>> Start Extract to read

Hacker Newsnew | past | comments | ask | show | jobs | submitlogin

So, for context, my experience is limited to trying to get a MariaDB Galera cluster running. Specifically using the Bitnami image. So my issues might not apply to every single stateful app out there. I'm also running all of this on a vsphere in our own data center. Not in the cloud.

Swarm does not support dependencies between services. See [0]. It also does not support deploying replicas one at a time. See [1] where I'm asking for that support.

In the case of Galera, you need a master node to be up and running before you add any new nodes. I'm pretty sure that when you're initiating any kind of stateful clustered app, you'd want to start with one node at a time to be safe. You can't do that in Swarm using a replicated service. All replicas start at the same time.

Using a service per instance might work, but you need to be sure you have storage figured out so that when you update your stack to add a new service to the stack, the initial service will get the data it was initiated with. (Since when you restart a stack to add the new service, the old service will also get restarted. If I'm remembering what I found correctly.)

Then there's updating services/replicas. You cannot have Swarm kill a service/replica until after the replacement is actually up and running. Which means you'll need to create a new volume every time you need to upgrade, otherwise you'll end up with two instances of your app using the same data.

To complicate things, as far as I can tell, Swarm doesn't yet support CSI plugins. So you're pretty much stuck with local or nfs storage. If you're using local storage when deploying new replicas/services, you better hope the first replica/service starts up on same node it was on before...

All that combined means I haven't figured out how I can run a Galera cluster on Swarm. Even if I use a service per instance, updates are going to fail unless I do some deep customization on the Galera image I'm using to make it use unique data directories per startup. Even if I succeed in that, I'll still have to figure out how to clean out old data... I mean, I could manually add a new volume and service, then manually remove the old volume and service for each instance of Galera I'm running. But at the point, why bother with containers?

>> End Extract to read

Actions to take>
1. Translate this sentence from the comment about running Galera on Swarm into Spanish: "Swarm does not support dependencies between services."
2. Please quote the comment about running Galera on Swarm from "Using a service" to "the same data.".
3. According to the comment about running Galera on Swarm, why does upgrading require creating a new volume each time? Answer in one to three sentences.

>> Start Listing

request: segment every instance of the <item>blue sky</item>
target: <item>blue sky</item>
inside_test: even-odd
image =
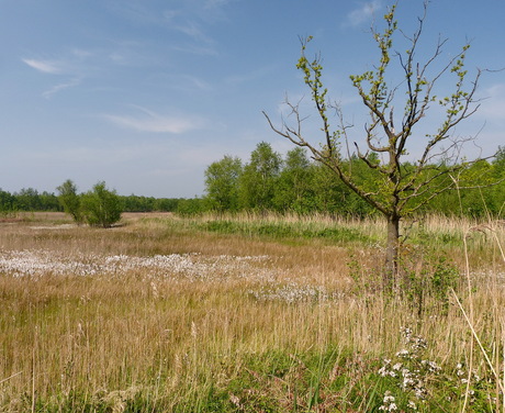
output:
[[[193,197],[203,193],[205,167],[226,154],[247,160],[261,141],[284,154],[290,143],[261,111],[280,120],[287,94],[305,96],[310,109],[295,69],[299,36],[314,36],[329,94],[359,133],[348,76],[377,62],[369,29],[391,3],[0,0],[0,188],[54,192],[70,178],[81,191],[105,180],[121,194]],[[400,1],[406,33],[422,4]],[[440,34],[446,59],[471,41],[470,72],[503,68],[503,16],[498,0],[433,0],[422,51]],[[479,133],[490,155],[505,145],[505,71],[484,74],[479,97],[458,133]]]

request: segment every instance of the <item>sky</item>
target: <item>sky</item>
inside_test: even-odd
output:
[[[280,123],[288,98],[310,113],[295,67],[300,38],[308,35],[307,54],[321,53],[328,96],[359,135],[364,118],[349,75],[373,68],[370,27],[382,27],[392,3],[0,0],[0,188],[56,192],[71,179],[79,191],[105,181],[124,196],[200,197],[205,168],[223,156],[247,161],[260,142],[280,154],[292,148],[261,111]],[[422,13],[423,0],[399,1],[405,35]],[[501,0],[433,0],[425,20],[419,59],[447,38],[440,62],[470,42],[469,76],[490,69],[479,111],[457,130],[476,137],[469,158],[505,145],[503,16]],[[444,94],[453,82],[440,85]],[[434,118],[423,127],[436,129]]]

>> End Listing

Task-by-task results>
1. Swarm no admite dependencias entre servicios.

2.
Using a service per instance might work, but you need to be sure you have storage figured out so that when you update your stack to add a new service to the stack, the initial service will get the data it was initiated with. (Since when you restart a stack to add the new service, the old service will also get restarted. If I'm remembering what I found correctly.)

Then there's updating services/replicas. You cannot have Swarm kill a service/replica until after the replacement is actually up and running. Which means you'll need to create a new volume every time you need to upgrade, otherwise you'll end up with two instances of your app using the same data.

3. Swarm cannot kill a service or replica until its replacement is actually up and running. Without a new volume for each upgrade, two instances of the app would end up using the same data.